TO DO: Pull out every line of the records below that contains the word "water", and match its case exactly.

SOURCE DATA:
BEGIN

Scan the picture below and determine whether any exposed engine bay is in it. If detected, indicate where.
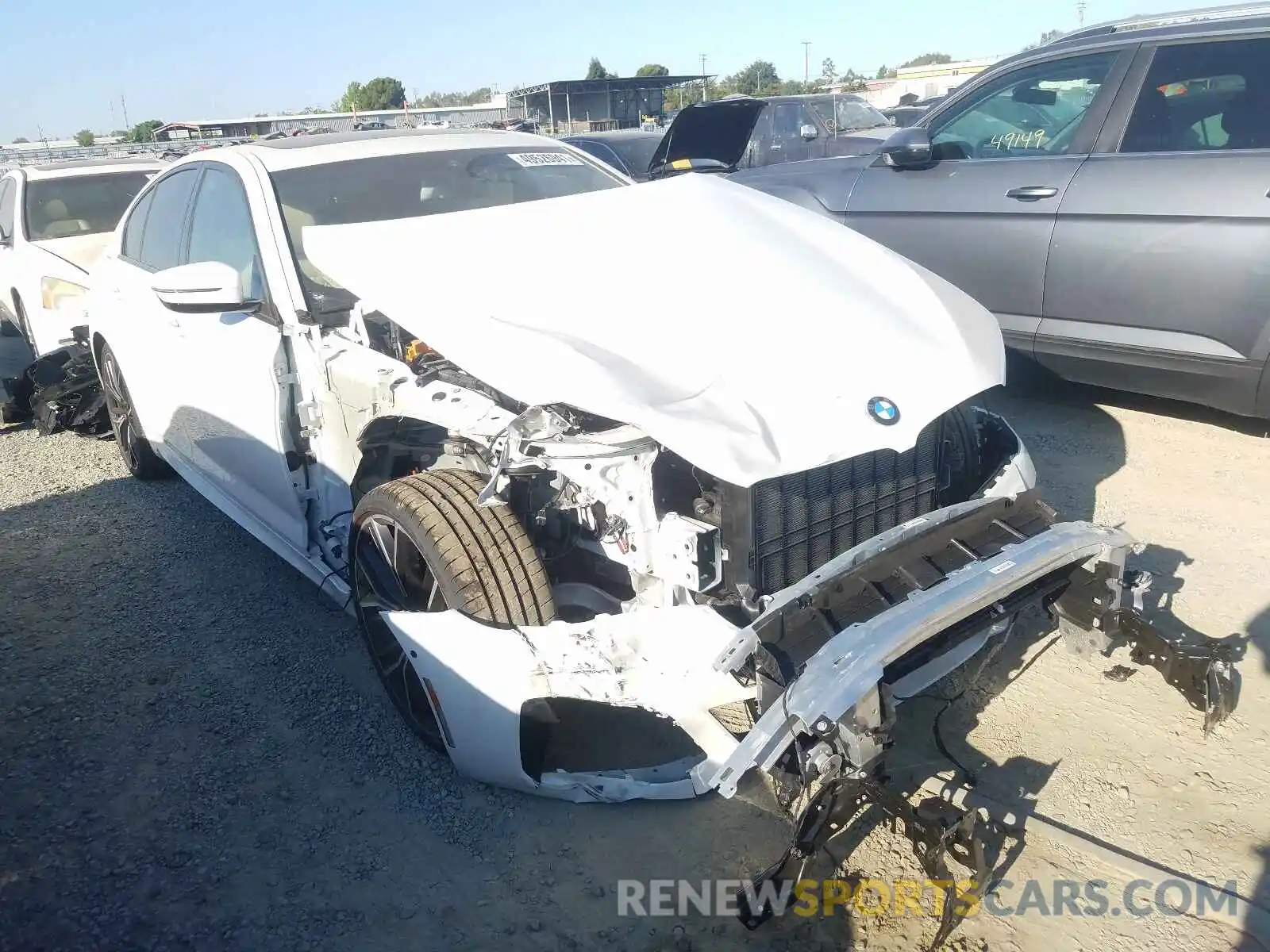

END
BEGIN

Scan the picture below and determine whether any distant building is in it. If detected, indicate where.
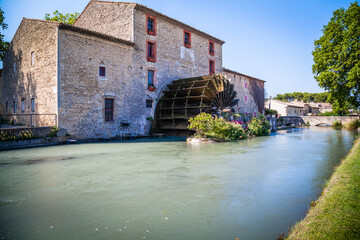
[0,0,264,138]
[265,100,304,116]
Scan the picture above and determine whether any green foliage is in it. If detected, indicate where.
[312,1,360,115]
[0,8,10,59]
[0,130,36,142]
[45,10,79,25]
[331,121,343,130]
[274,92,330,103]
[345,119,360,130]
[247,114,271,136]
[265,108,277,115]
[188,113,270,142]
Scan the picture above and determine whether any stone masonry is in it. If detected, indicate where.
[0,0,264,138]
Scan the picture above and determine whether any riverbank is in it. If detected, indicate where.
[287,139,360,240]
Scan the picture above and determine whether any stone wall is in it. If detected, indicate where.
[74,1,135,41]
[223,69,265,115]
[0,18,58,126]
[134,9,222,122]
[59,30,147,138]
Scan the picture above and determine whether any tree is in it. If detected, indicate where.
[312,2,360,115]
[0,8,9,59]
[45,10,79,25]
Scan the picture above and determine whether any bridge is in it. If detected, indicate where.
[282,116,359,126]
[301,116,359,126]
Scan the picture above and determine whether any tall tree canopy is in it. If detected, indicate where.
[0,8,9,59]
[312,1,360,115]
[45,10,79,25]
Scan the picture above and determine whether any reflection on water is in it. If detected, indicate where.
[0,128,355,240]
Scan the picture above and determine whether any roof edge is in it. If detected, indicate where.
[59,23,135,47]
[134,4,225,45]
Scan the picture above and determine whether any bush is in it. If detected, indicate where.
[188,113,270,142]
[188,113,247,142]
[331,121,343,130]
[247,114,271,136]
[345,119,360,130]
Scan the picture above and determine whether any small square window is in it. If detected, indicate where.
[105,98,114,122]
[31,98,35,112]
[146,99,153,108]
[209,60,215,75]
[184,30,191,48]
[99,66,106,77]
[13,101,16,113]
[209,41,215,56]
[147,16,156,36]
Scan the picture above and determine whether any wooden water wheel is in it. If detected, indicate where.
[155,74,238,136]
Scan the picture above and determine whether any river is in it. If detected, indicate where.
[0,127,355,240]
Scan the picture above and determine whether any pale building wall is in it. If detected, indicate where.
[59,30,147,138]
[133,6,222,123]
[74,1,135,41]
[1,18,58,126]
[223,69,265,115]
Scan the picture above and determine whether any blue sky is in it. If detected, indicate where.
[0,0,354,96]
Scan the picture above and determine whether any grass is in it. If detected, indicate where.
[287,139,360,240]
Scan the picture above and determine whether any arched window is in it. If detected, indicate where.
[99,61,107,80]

END

TASK OUTPUT:
Scan the picture above and determine whether any reflection on water is in it. If detected, indicate where.
Scan the picture above and determine whether any wooden water wheel is in it. If detected, indicate where.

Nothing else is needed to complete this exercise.